[Records excerpted from a collection]
• • • •
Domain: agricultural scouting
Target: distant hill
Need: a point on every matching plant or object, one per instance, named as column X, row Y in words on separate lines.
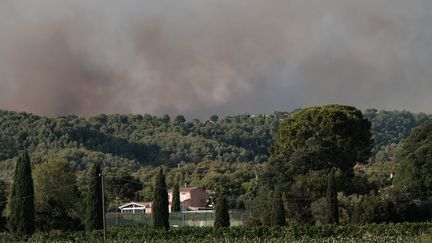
column 392, row 126
column 137, row 140
column 133, row 141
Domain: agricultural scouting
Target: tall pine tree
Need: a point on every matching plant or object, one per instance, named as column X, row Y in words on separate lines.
column 332, row 212
column 221, row 215
column 160, row 212
column 175, row 205
column 278, row 209
column 94, row 210
column 22, row 215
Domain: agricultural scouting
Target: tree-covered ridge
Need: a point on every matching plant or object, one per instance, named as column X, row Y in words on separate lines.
column 390, row 127
column 138, row 139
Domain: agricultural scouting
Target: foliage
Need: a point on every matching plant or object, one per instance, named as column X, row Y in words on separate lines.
column 372, row 209
column 415, row 161
column 160, row 212
column 221, row 213
column 22, row 215
column 56, row 196
column 320, row 138
column 175, row 205
column 404, row 232
column 3, row 196
column 391, row 127
column 121, row 185
column 332, row 211
column 94, row 212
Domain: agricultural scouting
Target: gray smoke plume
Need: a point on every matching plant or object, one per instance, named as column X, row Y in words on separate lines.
column 199, row 57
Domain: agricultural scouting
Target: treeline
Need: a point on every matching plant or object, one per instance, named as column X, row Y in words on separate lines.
column 137, row 140
column 133, row 141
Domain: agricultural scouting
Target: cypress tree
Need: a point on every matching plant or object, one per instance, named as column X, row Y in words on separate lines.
column 94, row 210
column 22, row 218
column 175, row 205
column 332, row 214
column 221, row 214
column 160, row 213
column 278, row 210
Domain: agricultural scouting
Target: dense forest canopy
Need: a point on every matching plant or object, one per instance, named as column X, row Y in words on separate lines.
column 133, row 141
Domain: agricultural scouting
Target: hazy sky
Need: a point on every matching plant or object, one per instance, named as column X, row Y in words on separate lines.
column 199, row 57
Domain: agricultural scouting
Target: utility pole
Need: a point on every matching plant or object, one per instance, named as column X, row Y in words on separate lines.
column 117, row 198
column 103, row 205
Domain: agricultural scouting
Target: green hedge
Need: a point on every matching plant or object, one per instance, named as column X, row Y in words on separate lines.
column 301, row 233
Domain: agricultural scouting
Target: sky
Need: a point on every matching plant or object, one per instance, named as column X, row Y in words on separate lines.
column 203, row 57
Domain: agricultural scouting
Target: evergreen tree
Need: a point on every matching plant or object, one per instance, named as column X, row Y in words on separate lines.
column 332, row 212
column 278, row 210
column 94, row 210
column 22, row 215
column 175, row 205
column 160, row 213
column 221, row 215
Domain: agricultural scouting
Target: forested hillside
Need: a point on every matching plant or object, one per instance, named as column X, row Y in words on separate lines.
column 390, row 127
column 135, row 140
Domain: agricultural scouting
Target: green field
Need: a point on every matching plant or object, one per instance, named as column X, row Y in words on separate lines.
column 404, row 232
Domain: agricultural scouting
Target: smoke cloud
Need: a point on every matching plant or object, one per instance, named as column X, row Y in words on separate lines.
column 199, row 57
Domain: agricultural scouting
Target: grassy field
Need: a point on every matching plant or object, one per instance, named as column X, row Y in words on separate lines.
column 404, row 232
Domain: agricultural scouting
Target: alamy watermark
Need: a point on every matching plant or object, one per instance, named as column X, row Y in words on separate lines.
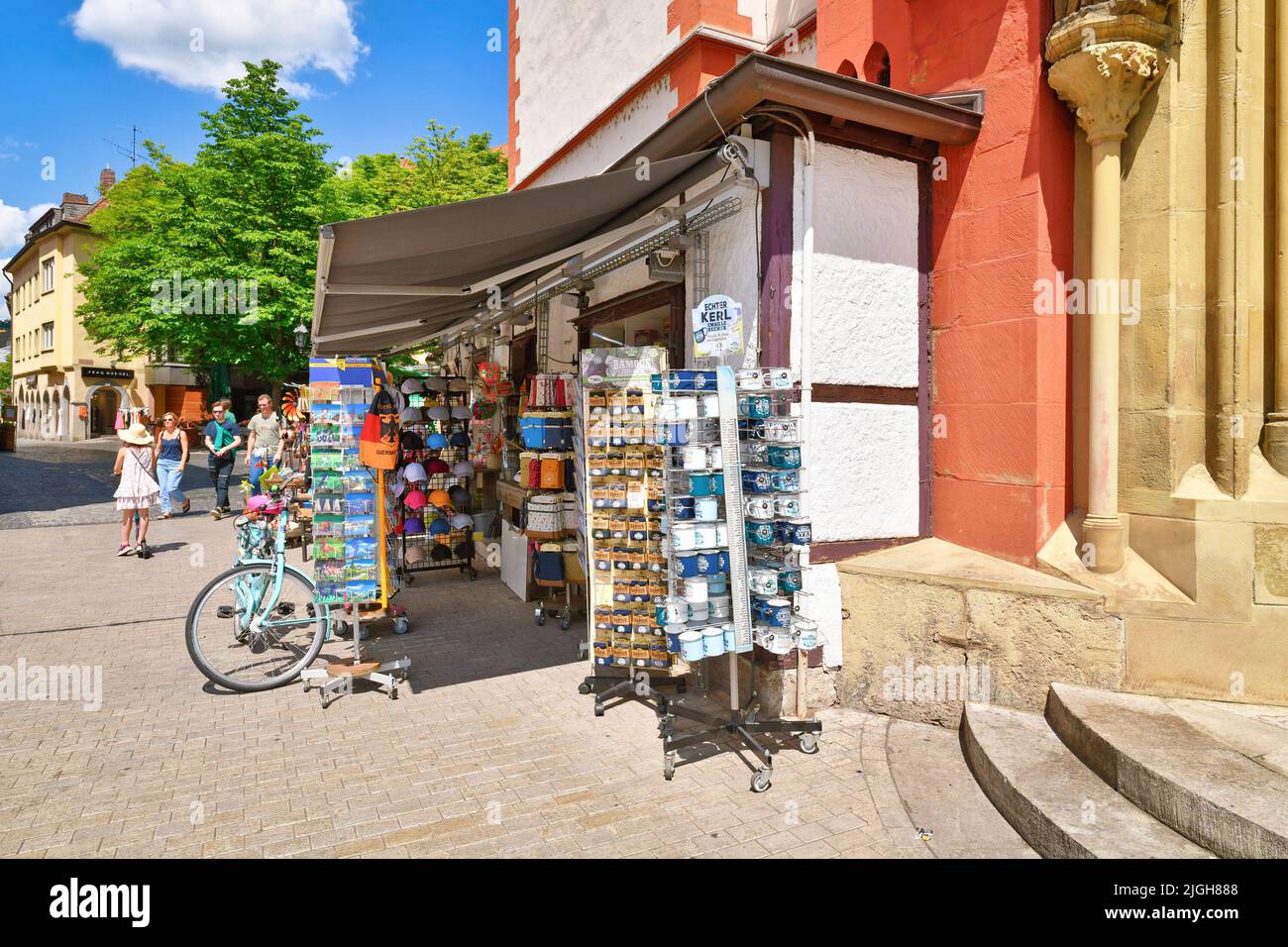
column 209, row 296
column 1063, row 296
column 73, row 684
column 936, row 684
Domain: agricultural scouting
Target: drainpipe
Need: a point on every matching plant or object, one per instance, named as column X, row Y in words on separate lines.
column 1275, row 444
column 798, row 120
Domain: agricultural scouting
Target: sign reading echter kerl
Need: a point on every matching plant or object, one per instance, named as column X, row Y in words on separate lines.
column 716, row 328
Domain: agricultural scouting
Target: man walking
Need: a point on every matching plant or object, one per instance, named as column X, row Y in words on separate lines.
column 263, row 442
column 223, row 438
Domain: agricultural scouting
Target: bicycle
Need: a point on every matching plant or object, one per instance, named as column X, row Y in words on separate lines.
column 257, row 625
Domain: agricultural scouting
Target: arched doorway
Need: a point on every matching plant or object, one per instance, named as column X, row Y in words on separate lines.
column 103, row 403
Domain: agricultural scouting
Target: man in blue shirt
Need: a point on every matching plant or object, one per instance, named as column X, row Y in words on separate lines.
column 223, row 438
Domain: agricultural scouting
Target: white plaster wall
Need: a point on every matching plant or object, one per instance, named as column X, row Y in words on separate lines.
column 631, row 125
column 866, row 215
column 863, row 471
column 576, row 58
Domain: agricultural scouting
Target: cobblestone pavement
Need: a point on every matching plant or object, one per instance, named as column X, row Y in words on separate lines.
column 72, row 483
column 488, row 750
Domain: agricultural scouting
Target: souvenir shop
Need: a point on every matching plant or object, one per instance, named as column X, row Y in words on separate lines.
column 661, row 462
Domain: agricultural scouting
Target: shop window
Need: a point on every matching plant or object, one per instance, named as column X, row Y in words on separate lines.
column 876, row 65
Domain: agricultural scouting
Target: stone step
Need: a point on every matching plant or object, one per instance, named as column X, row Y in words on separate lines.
column 1052, row 800
column 1199, row 787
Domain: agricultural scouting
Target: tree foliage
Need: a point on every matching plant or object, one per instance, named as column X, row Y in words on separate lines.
column 215, row 258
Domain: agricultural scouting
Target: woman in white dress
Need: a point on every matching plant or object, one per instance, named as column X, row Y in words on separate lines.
column 138, row 488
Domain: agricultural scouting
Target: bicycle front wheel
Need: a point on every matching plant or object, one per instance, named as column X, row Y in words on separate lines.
column 246, row 631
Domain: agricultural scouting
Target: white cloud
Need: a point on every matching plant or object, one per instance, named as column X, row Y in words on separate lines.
column 201, row 44
column 13, row 227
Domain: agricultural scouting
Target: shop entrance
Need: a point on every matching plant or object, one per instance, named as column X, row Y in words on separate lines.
column 103, row 405
column 653, row 316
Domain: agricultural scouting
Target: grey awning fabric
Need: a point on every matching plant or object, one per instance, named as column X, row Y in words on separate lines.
column 368, row 266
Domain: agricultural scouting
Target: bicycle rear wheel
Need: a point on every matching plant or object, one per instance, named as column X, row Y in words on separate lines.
column 246, row 635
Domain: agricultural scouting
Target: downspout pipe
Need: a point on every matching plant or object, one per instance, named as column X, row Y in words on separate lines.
column 805, row 129
column 1275, row 432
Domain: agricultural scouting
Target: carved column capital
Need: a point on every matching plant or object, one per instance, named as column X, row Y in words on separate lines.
column 1106, row 82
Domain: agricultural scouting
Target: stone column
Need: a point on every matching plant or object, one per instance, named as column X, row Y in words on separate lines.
column 1275, row 433
column 1104, row 82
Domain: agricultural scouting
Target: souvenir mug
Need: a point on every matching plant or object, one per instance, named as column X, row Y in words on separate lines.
column 756, row 480
column 784, row 429
column 785, row 480
column 704, row 535
column 794, row 532
column 695, row 589
column 760, row 534
column 776, row 612
column 706, row 508
column 695, row 458
column 806, row 631
column 691, row 646
column 686, row 566
column 784, row 458
column 787, row 505
column 789, row 579
column 684, row 538
column 708, row 564
column 763, row 581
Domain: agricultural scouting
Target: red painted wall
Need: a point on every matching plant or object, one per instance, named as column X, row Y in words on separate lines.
column 1003, row 219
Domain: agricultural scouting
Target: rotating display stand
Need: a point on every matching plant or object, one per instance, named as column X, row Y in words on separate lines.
column 715, row 411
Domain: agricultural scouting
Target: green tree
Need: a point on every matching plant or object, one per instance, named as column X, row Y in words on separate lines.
column 235, row 232
column 437, row 167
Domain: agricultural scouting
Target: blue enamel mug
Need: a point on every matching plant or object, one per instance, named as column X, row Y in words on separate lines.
column 687, row 566
column 786, row 480
column 700, row 484
column 756, row 406
column 784, row 458
column 708, row 564
column 756, row 480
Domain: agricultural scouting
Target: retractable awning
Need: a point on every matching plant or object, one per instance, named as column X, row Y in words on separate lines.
column 390, row 281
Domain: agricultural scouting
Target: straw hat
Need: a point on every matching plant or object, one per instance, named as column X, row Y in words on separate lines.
column 136, row 434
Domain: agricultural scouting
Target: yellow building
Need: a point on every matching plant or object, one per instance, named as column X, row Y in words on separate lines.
column 63, row 388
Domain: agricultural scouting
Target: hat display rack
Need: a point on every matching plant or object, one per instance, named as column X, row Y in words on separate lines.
column 433, row 484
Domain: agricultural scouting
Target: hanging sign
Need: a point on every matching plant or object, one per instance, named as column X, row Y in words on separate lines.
column 716, row 328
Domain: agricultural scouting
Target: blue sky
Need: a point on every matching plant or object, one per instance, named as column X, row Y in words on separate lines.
column 369, row 72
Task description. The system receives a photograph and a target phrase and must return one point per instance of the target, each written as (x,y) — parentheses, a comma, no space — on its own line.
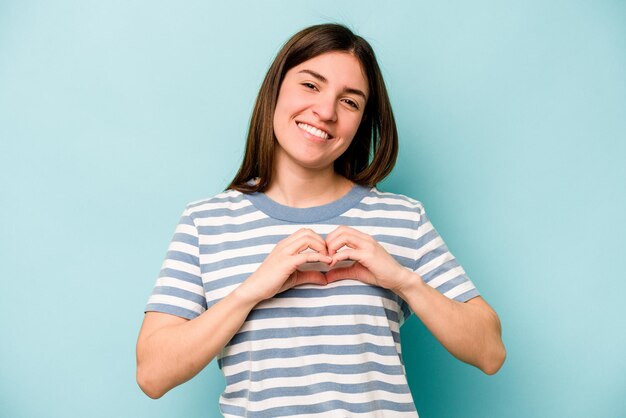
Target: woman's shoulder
(377,196)
(224,201)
• • • •
◆ BRIEF:
Return, in full, every line of these entries that holds "wheel".

◆ RESULT:
Target: bicycle front wheel
Target: bicycle rear wheel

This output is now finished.